## Task description
Return each line below that contains the word "trace", and leave out every line that lacks it.

## Data provided
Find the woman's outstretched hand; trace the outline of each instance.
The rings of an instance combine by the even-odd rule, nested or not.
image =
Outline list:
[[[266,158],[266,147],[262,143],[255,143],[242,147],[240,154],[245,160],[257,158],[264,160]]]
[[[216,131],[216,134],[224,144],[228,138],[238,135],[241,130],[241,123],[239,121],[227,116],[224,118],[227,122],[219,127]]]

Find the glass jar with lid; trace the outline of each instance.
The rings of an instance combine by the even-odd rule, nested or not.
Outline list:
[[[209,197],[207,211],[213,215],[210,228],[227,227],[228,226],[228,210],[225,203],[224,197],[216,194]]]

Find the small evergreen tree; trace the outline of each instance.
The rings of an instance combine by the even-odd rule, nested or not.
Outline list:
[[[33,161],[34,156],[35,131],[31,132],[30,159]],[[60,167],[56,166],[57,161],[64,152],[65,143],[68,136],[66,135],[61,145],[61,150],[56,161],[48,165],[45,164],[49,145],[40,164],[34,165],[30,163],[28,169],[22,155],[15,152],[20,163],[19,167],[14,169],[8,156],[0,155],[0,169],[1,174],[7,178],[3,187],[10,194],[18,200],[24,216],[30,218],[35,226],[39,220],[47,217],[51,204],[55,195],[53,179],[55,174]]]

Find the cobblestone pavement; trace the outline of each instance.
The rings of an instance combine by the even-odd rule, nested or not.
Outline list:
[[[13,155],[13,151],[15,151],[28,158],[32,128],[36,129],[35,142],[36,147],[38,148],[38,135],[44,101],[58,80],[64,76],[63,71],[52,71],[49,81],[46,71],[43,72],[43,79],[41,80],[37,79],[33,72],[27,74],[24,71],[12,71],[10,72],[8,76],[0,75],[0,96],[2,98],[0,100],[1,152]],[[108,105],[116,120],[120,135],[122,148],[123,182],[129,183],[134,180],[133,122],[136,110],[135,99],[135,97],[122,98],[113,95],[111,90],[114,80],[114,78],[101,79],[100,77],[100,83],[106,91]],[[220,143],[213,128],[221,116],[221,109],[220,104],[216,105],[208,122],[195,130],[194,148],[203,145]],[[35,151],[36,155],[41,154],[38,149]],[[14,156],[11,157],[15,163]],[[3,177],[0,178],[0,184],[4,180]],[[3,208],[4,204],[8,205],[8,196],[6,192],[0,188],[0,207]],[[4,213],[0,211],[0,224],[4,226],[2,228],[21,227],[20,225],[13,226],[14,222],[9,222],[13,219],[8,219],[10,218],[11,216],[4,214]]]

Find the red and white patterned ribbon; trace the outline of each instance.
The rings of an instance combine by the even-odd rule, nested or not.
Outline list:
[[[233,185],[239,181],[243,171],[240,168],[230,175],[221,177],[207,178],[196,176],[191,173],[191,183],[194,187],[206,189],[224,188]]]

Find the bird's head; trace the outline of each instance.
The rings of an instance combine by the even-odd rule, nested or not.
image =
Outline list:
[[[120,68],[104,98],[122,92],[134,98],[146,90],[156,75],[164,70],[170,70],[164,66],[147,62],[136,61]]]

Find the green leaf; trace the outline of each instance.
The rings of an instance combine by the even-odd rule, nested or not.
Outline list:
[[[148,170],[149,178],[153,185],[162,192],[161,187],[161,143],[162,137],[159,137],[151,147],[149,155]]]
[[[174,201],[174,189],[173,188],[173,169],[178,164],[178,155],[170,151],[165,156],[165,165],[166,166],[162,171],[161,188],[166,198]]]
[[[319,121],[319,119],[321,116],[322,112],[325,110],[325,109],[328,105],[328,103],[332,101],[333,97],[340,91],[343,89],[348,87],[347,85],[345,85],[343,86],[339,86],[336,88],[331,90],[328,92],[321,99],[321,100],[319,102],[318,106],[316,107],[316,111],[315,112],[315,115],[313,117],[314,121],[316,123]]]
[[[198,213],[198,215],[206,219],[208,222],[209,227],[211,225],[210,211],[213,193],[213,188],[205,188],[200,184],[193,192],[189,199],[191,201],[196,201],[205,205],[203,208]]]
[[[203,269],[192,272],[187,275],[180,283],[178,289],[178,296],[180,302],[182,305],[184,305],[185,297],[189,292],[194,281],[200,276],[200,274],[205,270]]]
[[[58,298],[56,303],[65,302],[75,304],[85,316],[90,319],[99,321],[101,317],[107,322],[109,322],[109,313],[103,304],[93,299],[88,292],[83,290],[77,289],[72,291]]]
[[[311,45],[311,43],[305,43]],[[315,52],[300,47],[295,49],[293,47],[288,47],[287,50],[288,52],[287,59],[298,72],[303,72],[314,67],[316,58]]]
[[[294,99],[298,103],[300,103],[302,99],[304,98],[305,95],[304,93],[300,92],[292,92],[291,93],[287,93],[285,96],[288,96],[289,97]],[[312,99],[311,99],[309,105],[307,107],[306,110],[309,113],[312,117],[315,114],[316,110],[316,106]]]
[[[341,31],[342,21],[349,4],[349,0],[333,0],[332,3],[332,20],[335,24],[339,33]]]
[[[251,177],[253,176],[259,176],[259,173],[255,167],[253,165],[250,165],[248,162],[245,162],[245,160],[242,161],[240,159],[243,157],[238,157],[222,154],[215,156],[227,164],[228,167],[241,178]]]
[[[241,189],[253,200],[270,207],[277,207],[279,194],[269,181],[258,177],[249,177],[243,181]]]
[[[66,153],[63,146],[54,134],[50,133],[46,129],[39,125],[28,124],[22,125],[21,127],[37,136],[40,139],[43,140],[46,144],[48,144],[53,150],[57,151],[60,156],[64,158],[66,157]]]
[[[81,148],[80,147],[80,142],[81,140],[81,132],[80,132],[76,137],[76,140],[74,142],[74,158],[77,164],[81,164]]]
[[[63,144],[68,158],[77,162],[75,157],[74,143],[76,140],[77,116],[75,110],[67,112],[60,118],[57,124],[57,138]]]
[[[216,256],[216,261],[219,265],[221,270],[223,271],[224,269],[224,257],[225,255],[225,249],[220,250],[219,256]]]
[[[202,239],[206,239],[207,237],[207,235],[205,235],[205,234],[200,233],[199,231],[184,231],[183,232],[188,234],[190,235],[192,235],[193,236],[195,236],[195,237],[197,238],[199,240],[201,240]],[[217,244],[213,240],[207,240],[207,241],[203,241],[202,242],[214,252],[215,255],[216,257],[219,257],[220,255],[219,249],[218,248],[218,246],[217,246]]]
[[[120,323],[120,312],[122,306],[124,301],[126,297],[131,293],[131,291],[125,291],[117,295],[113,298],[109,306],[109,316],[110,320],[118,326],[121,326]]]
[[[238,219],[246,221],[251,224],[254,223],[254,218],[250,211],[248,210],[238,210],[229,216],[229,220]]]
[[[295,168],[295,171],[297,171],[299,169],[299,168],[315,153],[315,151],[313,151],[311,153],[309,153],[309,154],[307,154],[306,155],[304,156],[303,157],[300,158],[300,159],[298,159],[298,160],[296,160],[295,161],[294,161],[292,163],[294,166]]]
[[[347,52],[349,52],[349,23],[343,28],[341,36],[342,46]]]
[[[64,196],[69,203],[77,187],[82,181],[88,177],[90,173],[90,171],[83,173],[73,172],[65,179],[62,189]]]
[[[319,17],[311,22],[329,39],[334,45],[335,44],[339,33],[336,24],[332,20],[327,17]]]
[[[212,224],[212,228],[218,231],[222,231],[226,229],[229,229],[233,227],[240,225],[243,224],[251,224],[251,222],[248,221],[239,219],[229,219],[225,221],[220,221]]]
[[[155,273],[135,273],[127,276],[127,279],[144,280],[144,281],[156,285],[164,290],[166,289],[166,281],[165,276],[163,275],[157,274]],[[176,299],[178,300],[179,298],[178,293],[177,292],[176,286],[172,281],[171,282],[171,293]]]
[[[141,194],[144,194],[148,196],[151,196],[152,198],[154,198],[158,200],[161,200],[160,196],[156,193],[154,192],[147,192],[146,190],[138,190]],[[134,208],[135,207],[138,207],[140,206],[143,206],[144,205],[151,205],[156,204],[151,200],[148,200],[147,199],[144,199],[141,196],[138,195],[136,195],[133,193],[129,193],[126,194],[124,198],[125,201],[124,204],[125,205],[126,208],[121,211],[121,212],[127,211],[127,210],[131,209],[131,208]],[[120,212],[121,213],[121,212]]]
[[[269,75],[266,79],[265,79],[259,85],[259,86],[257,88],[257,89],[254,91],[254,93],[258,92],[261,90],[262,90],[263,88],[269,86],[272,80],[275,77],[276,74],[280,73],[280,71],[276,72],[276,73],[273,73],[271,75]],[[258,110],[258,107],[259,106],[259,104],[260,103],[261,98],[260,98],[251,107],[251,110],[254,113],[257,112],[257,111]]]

## Task answer
Find the woman's outstretched hand; trace the outline of each instance.
Find the glass jar with lid; trace the outline of each instance.
Find the small evergreen tree; trace the outline of each instance.
Find the cobblestone pavement; trace the outline of each instance.
Find the red and white patterned ribbon; trace the outline of each instance.
Find the bird's head; trace the outline of each instance.
Find the green leaf; trace the outline of each instance.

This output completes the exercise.